Text segment:

——

- Decades:: 2000s; 2010s; 2020s;
- See also:: Other events of 2023; Timeline of Emirati history;

= 2023 in the United Arab Emirates =

Events in the year 2023 in the United Arab Emirates.

== Incumbents ==

| Photo | Post | Name |
|---|---|---|
|  | President of the United Arab Emirates | Mohamed bin Zayed Al Nahyan |
|  | Prime Minister of the United Arab Emirates | Mohammed bin Rashid Al Maktoum |

== Events ==
Ongoing: COVID-19 pandemic in the United Arab Emirates

=== April ===
- 25 April – Mohammed bin Rashid Space Centre (MBRSC) lunar rover Rashid attempted to land on the Moon's Atlas crater aboard ispace's Hakuto-R Mission 1 lander however the lander crashed into the Moon and the rover was destroyed.

=== March ===
- 19 March – Scientists discover ruins of a pearling town near Umm Al Quwain. The town is considered to be the oldest ever found in the country, dating back to the 6th century.

——

Dataset content:
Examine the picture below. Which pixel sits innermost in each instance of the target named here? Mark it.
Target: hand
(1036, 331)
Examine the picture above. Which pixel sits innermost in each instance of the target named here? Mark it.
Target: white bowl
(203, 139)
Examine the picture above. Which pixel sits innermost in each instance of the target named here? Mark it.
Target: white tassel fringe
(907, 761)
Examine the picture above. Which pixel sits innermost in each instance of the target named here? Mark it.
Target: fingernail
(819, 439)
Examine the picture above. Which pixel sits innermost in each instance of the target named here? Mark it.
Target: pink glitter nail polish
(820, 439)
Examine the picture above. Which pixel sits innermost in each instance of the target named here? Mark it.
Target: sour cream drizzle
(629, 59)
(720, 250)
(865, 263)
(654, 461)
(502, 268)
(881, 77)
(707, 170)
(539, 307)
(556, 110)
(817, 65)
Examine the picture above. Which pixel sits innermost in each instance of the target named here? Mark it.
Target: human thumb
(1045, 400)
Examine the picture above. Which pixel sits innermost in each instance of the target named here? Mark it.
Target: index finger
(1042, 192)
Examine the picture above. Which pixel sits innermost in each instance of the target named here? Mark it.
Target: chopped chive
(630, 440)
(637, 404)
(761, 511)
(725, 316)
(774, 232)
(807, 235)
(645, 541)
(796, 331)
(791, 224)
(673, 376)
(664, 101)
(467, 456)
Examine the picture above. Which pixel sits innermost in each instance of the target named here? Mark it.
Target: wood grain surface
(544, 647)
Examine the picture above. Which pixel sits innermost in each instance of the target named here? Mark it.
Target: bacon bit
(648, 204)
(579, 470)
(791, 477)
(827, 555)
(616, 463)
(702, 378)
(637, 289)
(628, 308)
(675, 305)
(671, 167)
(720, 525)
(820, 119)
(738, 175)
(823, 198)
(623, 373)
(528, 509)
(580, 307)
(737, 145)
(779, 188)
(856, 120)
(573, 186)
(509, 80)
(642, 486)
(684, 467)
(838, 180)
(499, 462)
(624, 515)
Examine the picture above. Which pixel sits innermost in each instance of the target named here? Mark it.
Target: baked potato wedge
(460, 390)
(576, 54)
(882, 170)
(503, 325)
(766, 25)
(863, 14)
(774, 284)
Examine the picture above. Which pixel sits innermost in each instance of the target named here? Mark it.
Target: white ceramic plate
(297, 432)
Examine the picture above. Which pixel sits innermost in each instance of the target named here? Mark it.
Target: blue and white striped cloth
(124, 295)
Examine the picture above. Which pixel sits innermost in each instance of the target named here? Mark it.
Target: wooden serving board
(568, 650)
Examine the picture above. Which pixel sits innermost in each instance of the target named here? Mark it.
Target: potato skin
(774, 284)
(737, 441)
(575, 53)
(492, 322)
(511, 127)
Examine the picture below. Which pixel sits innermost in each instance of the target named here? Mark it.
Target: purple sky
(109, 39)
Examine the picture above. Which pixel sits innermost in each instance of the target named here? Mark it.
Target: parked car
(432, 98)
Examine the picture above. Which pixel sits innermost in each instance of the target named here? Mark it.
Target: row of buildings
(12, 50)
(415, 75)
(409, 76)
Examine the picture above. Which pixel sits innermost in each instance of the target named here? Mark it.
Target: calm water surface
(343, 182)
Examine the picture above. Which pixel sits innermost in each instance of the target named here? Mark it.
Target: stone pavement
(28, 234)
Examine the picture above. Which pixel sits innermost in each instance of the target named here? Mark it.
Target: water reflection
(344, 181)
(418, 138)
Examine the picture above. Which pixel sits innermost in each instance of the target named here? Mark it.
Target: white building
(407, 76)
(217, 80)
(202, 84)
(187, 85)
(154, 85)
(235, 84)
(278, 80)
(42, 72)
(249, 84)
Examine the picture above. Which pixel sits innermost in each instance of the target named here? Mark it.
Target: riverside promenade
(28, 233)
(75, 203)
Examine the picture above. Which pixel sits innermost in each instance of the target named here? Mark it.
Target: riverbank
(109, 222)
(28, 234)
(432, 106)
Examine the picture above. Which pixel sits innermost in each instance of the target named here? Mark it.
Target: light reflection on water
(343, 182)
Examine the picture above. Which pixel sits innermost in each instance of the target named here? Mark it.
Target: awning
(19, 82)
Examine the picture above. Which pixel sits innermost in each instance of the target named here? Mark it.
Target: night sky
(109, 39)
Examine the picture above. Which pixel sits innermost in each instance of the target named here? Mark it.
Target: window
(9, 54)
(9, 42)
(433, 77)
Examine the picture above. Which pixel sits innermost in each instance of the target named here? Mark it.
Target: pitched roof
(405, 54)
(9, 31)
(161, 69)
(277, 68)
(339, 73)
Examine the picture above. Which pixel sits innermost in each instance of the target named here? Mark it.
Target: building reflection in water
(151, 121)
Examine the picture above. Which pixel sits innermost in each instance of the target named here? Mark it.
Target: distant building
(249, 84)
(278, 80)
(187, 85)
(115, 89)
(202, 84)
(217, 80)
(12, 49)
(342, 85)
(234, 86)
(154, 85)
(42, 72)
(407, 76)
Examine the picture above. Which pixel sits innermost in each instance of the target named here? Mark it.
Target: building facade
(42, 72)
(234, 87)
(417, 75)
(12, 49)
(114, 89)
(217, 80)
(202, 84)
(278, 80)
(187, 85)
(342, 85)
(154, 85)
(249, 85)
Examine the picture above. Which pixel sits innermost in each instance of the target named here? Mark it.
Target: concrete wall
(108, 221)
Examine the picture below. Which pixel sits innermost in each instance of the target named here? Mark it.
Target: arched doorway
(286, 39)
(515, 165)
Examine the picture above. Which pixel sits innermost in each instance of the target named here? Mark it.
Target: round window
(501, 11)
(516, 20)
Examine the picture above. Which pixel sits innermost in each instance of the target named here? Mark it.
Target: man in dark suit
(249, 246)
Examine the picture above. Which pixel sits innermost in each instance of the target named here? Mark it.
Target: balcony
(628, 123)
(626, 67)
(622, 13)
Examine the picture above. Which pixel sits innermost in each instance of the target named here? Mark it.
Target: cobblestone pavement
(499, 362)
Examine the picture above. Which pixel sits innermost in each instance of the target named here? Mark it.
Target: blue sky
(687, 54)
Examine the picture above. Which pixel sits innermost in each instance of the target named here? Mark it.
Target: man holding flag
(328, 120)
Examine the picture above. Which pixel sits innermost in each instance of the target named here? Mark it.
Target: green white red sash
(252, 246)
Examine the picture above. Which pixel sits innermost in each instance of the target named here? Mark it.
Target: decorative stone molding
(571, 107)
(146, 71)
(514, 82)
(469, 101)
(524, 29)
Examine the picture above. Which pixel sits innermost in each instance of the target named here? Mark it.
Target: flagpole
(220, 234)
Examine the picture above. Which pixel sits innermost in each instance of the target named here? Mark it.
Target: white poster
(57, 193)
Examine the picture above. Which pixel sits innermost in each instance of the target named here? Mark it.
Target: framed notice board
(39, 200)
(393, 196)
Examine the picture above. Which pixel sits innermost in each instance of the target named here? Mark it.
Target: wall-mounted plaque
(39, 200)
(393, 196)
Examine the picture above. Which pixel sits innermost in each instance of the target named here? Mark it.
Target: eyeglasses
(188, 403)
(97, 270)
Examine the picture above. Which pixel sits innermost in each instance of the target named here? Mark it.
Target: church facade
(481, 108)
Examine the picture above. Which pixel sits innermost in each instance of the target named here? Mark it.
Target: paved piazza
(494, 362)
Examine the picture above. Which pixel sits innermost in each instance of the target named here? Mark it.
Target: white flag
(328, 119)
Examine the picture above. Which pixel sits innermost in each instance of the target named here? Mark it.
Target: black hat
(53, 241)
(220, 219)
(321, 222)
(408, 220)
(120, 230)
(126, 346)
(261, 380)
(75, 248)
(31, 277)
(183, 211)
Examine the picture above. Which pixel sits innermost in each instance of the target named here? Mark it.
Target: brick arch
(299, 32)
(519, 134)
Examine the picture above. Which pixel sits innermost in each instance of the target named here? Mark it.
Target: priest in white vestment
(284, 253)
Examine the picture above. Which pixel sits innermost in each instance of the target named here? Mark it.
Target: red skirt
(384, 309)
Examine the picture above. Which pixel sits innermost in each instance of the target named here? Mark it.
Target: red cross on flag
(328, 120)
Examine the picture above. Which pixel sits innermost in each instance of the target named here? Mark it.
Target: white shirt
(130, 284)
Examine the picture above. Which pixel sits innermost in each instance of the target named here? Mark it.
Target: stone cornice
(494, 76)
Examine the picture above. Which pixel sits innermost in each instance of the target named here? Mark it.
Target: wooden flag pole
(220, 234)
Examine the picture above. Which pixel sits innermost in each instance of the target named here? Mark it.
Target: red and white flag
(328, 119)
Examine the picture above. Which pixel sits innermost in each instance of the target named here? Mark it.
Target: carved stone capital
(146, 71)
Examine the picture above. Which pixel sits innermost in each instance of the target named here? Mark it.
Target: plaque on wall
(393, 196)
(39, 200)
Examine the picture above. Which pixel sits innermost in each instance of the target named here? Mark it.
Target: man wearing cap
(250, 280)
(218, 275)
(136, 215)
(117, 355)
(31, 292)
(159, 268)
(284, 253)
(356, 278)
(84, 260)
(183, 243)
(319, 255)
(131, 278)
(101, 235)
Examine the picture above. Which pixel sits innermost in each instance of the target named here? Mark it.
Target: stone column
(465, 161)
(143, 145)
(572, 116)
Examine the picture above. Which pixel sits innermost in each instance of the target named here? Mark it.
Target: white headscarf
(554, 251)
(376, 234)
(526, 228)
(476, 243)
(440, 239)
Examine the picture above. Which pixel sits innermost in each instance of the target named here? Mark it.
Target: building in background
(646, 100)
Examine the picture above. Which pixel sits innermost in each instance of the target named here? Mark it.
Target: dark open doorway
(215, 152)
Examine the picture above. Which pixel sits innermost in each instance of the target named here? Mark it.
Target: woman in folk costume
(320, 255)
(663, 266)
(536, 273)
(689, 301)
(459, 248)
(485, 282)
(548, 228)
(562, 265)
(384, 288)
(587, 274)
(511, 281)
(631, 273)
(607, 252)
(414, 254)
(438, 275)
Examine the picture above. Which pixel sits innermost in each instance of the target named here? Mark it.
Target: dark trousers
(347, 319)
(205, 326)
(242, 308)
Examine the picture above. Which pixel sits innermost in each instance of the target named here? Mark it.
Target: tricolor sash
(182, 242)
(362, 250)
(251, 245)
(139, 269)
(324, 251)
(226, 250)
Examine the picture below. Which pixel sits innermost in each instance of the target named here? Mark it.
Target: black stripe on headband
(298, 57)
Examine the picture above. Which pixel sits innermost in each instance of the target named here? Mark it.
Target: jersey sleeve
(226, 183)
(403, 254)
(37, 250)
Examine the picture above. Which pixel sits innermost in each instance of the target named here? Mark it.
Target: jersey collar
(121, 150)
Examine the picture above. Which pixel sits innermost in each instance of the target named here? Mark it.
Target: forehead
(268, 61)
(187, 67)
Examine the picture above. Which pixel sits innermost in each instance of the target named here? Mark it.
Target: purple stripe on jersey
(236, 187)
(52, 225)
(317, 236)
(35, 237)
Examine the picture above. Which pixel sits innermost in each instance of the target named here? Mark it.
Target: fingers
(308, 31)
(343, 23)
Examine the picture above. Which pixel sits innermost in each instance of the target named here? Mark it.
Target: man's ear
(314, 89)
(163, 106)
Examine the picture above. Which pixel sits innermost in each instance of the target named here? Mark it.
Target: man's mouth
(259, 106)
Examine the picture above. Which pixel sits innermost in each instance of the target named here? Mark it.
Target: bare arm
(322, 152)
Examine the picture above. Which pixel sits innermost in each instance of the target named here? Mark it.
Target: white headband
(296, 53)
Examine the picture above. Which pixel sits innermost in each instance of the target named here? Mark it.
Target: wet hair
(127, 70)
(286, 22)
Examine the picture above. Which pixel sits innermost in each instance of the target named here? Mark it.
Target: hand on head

——

Tasks for this exercise:
A: Duplicate the 2023 United Arab Emirates text exactly as it appears, everything from "Events in the" down to "rover was destroyed.".
B: According to the 2023 United Arab Emirates text, near which place did scientists discover the ruins of a pearling town on 19 March?

Solved tasks:
A:
Events in the year 2023 in the United Arab Emirates.

== Incumbents ==

| Photo | Post | Name |
|---|---|---|
|  | President of the United Arab Emirates | Mohamed bin Zayed Al Nahyan |
|  | Prime Minister of the United Arab Emirates | Mohammed bin Rashid Al Maktoum |

== Events ==
Ongoing: COVID-19 pandemic in the United Arab Emirates

=== April ===
- 25 April – Mohammed bin Rashid Space Centre (MBRSC) lunar rover Rashid attempted to land on the Moon's Atlas crater aboard ispace's Hakuto-R Mission 1 lander however the lander crashed into the Moon and the rover was destroyed.

B: Umm Al Quwain